> _WHAT YOU ARE ASKED TO DO_
Count the lines in the material below that contain the word "point" and give the number alone.

> _THE INPUT_
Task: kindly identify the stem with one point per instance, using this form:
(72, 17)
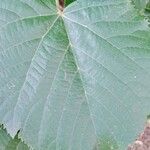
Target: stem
(61, 5)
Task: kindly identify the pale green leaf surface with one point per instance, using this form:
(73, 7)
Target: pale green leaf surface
(77, 81)
(7, 143)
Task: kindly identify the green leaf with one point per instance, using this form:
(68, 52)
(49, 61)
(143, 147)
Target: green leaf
(140, 4)
(7, 143)
(70, 79)
(67, 2)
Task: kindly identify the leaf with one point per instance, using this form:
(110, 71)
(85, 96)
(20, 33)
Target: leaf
(7, 143)
(69, 2)
(140, 4)
(70, 78)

> _TASK OUTPUT_
4